### Actions to take
• A. Using the article on the ship Marigold below, decide whether each statement agrees with it. (i) Royalist agents bought Marigold from Portugal. (ii) Marigold was commissioned in 1650. (iii) Marigold carried a complement of 100 in 1652. Answer yes or no for each and quote the deciding words.
• B. In the article on the ship Marigold below, name every label listed under the heading "General characteristics".
• C. Continue the article on the ship Marigold, which appears below ahead of the data.

### Passage
History

Commonwealth of England
- Name: Marigold
- Acquired: 1650
- Commissioned: 1652
- Fate: Sold 1658

General characteristics
- Class & type: 22-gun fourth rate
- Sail plan: Full-rigged ship
- Complement: 100 in 1652
- Armament: 30/22 guns

= English ship Marigold (1650) =

Royal Navy ship

Marigold was a 30-gun fourth rate vessel of the Kingdom of England, She was purchased from Portugal by Royalist agents then captured and commissioned into the Parliamentary Naval Force as Marigold. She conducted fishery protection duties, sailed to the West Indies and finally was with the Fleet off Cadiz. She was sold in 1658.

Marigold was the first named vessel in the English or Royal Navy.

### Record excerpts

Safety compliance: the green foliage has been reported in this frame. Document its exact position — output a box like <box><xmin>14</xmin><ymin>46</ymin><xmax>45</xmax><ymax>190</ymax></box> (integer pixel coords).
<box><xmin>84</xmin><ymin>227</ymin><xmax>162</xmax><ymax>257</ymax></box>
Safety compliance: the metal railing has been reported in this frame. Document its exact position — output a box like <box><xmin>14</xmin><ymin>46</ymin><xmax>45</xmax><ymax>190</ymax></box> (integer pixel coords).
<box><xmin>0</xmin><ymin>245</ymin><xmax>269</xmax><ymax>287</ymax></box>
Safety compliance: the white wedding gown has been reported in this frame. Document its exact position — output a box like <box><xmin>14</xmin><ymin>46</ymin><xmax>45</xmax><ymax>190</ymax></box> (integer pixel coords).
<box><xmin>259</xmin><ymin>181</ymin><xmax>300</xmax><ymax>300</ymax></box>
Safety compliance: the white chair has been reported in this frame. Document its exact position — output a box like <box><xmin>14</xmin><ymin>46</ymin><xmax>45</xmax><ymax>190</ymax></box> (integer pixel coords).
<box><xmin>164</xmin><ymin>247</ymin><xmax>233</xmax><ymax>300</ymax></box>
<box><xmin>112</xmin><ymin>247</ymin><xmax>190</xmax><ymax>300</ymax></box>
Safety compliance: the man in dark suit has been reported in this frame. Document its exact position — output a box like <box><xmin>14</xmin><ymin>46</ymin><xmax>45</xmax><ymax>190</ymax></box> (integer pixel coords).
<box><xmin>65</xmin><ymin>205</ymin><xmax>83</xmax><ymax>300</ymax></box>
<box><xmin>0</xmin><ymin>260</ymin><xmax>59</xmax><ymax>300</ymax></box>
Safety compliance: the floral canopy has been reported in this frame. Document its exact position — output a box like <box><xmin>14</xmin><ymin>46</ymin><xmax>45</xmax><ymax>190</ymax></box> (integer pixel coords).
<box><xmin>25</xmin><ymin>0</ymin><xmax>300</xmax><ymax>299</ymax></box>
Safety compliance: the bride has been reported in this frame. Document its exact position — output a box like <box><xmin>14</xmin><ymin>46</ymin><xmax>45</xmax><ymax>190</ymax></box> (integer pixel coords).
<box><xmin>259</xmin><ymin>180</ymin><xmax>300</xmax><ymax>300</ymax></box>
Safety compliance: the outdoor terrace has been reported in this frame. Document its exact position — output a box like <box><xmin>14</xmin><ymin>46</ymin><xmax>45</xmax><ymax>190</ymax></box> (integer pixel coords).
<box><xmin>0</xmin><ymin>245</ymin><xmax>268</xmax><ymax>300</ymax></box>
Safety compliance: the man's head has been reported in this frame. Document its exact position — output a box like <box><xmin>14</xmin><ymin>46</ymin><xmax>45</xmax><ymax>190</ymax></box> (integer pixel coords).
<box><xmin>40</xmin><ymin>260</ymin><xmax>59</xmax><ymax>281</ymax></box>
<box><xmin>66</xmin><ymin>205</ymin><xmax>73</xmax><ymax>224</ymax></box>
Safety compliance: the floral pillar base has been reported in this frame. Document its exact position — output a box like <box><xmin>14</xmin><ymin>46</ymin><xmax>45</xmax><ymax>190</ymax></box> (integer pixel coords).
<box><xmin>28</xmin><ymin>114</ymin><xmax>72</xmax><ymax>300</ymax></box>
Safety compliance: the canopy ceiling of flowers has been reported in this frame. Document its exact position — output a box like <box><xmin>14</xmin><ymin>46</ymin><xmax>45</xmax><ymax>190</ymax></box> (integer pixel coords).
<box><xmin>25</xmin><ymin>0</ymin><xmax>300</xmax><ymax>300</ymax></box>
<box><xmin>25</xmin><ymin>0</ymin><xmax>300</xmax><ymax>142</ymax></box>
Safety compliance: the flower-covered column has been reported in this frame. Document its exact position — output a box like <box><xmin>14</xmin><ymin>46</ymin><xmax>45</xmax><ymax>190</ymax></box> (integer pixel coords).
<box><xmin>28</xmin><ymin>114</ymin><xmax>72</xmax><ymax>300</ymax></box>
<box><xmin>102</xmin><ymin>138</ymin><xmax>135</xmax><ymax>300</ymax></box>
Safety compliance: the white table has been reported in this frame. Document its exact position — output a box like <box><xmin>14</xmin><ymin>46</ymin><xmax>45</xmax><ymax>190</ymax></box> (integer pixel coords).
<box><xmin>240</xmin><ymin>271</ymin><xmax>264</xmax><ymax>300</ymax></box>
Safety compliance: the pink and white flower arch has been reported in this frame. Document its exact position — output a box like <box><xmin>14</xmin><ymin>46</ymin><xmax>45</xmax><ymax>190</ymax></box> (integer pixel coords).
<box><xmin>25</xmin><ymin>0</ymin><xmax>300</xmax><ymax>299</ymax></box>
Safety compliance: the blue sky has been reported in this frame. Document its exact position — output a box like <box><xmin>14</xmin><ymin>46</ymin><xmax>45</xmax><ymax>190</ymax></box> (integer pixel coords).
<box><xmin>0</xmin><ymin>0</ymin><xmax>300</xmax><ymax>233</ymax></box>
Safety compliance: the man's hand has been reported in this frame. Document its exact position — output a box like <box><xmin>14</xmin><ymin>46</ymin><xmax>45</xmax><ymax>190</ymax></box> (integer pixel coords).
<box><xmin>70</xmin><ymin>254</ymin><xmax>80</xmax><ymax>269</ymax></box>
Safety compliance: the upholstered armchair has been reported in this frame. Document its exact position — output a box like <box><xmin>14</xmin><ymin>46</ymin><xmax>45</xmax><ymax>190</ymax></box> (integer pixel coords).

### Results
• A.
(i) Yes: "She was purchased from Portugal by Royalist agents"
(ii) No: "Commissioned: 1652"
(iii) Yes: "Complement: 100 in 1652"

• B. Class & type; Sail plan; Complement; Armament

• C.
==Specifications==
She was purchased by the Royalists from Portugal as Crowned Lion. Her name does not appear on the English or Royal Navy named vessel list. She was captured in 1650 and may have been on her delivery voyage. She was purchased and ordered to be fitted for service in the Parliamentary Navy by Admiralty Order 10 January 1651. She was renamed Marigold on 15 November 1651. Her dimensions are unknown, Her crew was 100 personnel, By 1653 she carried 30 guns in wartime and reduced to 22 guns in peacetime.

==Commissioned service==
===Service in the Commonwealth Navy===
She was commissioned into the Commonwealth Navy in 1652 under the command of Captain Humphrey Felstead for fishery protection off Scotland and Ireland. She escorted a convoy of fishing vessels to Iceland in May 1654. In 1655 she sailed with Penn's Fleet to the West Indies in 1655. From 1656 through 1657 she was under the command of Captain George Kendall serving with Robert Blake's Fleet off Cadiz, Spain.

==Disposition==
Marigold was sold in 1658.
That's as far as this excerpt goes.